___ Material for the task

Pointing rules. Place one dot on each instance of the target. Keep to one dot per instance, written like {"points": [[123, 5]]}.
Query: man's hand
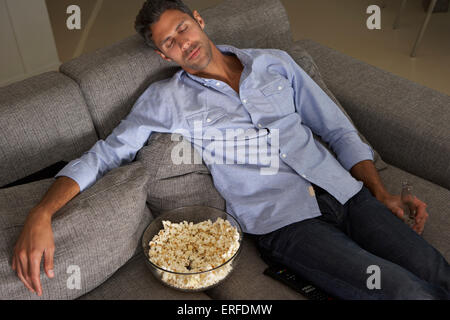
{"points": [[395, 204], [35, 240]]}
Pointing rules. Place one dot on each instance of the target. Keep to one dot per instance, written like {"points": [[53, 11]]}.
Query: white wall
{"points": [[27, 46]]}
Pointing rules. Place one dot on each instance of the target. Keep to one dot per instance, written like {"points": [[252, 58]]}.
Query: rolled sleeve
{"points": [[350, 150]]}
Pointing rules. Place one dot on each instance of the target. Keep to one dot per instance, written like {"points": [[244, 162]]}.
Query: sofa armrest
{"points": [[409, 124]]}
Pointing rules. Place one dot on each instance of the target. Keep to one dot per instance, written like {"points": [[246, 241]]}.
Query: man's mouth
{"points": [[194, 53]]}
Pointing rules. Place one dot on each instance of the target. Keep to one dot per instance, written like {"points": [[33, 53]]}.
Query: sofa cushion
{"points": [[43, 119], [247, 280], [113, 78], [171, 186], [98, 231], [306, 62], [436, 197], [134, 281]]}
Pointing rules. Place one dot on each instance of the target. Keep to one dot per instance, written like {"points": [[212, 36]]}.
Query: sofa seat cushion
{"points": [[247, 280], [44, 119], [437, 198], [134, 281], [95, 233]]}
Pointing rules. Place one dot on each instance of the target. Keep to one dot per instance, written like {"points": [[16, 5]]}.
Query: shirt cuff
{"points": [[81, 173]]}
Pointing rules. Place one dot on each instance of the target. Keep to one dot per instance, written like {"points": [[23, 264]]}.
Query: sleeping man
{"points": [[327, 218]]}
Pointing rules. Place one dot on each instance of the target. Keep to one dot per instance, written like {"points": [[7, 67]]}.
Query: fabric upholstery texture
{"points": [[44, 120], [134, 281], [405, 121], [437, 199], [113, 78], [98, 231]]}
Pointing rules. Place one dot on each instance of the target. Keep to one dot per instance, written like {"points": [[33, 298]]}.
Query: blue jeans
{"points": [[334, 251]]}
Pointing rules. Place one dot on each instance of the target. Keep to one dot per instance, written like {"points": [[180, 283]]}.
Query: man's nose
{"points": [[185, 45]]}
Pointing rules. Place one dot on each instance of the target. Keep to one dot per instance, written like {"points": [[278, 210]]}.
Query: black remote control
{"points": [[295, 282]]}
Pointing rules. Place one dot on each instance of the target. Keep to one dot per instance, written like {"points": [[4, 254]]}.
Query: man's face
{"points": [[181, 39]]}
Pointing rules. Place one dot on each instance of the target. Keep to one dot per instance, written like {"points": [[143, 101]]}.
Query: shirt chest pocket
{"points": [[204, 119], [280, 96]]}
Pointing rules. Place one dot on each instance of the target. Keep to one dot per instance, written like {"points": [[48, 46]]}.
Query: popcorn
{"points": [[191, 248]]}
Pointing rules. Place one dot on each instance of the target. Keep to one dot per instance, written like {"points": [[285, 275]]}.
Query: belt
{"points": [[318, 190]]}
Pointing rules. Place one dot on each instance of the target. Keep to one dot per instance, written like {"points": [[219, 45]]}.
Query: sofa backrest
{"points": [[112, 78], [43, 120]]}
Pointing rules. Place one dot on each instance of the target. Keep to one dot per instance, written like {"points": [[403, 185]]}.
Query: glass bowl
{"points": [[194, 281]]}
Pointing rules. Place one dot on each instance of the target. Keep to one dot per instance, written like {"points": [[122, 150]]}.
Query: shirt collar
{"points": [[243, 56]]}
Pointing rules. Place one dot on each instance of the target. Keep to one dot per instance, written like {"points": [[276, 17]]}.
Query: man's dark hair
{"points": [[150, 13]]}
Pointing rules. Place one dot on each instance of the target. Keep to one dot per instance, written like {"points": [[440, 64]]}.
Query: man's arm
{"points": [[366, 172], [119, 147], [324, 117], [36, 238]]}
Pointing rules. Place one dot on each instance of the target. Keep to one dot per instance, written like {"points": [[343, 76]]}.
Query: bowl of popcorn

______

Please repeat every line from the listing above exactly as it appears. Drop the pictures.

§ Exercise answer:
Pointing rules. Place one dot on each instance of the target. Keep to one dot per instance, written like {"points": [[123, 5]]}.
Query: man's hand
{"points": [[395, 204], [35, 240]]}
Pointing rules. Place one dot on each instance of the target. Keep to one dot per instance, written like {"points": [[53, 11]]}.
Query: white wall
{"points": [[27, 46]]}
Pointing rules. Place one dot on each instance of the target. Keep to one dot per instance, written like {"points": [[252, 58]]}.
Query: rolled sleeve
{"points": [[350, 150]]}
Pointing rules. Place one dot on each instance of the target. Keep to one dot per instance, written like {"points": [[244, 162]]}.
Query: sofa armrest
{"points": [[409, 124]]}
Pointing rules. Place one dot on each instance of the target. Keep to one dot per instance, written like {"points": [[246, 241]]}.
Query: man's mouth
{"points": [[194, 53]]}
Pointing rules. Place one dot on each instance of the target. Keep to one dot per instance, written like {"points": [[33, 53]]}.
Query: sofa cushion
{"points": [[43, 119], [247, 280], [113, 78], [171, 186], [98, 231], [306, 62], [436, 197], [134, 281]]}
Pointing rules. Place one dot on each instance of the target. Keep to one dot per instance, written like {"points": [[212, 36]]}.
Query: sofa seat cushion
{"points": [[247, 280], [44, 119], [437, 198], [134, 281], [95, 233]]}
Pointing rules. Place one dot on each instance of the target. Keep to one dot per instance, written like {"points": [[16, 5]]}.
Query: shirt cuff
{"points": [[81, 173]]}
Pointing rules. Place one dot on each instance of the target. Keep to one dot per instance, written like {"points": [[23, 264]]}.
Query: sleeping man
{"points": [[327, 218]]}
Pointing rules. Place one dot on each instance of the target. Keep to one dot per instance, written like {"points": [[7, 67]]}.
Query: fabric upholstery texture
{"points": [[44, 120], [134, 281], [405, 121], [437, 199], [113, 78], [98, 231]]}
Pointing rules. Place one dot on each instance of the target. Keep to one dot per instance, written like {"points": [[33, 298]]}.
Query: blue jeans
{"points": [[334, 251]]}
Pointing rules. Place one dot on each instance of the target. Keep to one dot per instance, written like {"points": [[180, 283]]}.
Query: man's nose
{"points": [[185, 45]]}
Pointing rules. Place one dot on each instance of the target. Keep to one dot per instance, written like {"points": [[278, 210]]}.
Query: black remote control
{"points": [[295, 282]]}
Pointing rules. Place one dot on each instance of the target. Keep to one dot per instance, written like {"points": [[4, 254]]}.
Query: man's face
{"points": [[181, 39]]}
Pointing rules. Place one dot on each instance of the target. Keep to one dot per instance, written like {"points": [[143, 101]]}.
Query: shirt chest pocket
{"points": [[204, 119], [280, 96]]}
Pointing rules. Place one dot on each instance of the target. Keep to one dot per instance, written like {"points": [[48, 46]]}.
Query: popcorn
{"points": [[191, 248]]}
Pointing rules. Place one dot on each instance of the target. Keep to one dot per instance, written like {"points": [[285, 275]]}.
Query: belt
{"points": [[318, 190]]}
Pointing rules. Place one dot on each instance of the target. Keep to one dot per instance, written like {"points": [[219, 45]]}.
Query: sofa backrest
{"points": [[112, 78], [43, 120]]}
Pointing rules. Place one dot on each instance of the target. Keep to one dot per instance, written like {"points": [[403, 185]]}.
Query: glass bowl
{"points": [[194, 281]]}
Pointing rules. Place one dot on each instance of the target. Keep to one dot per instance, written like {"points": [[122, 150]]}.
Query: shirt collar
{"points": [[243, 56]]}
Pointing rules. Place one dot on each instance of the target. Keep to one dot per instance, written like {"points": [[276, 17]]}.
Query: man's dark hair
{"points": [[150, 13]]}
Pointing rules. Place one dot on each instance of the target. Keep to one dot per instance, written like {"points": [[440, 64]]}.
Query: man's arm
{"points": [[366, 172], [119, 147], [324, 117], [36, 238]]}
Pointing rules. Place one dot on each instance of the target. Keep to one dot per instance, written like {"points": [[343, 76]]}.
Query: bowl of popcorn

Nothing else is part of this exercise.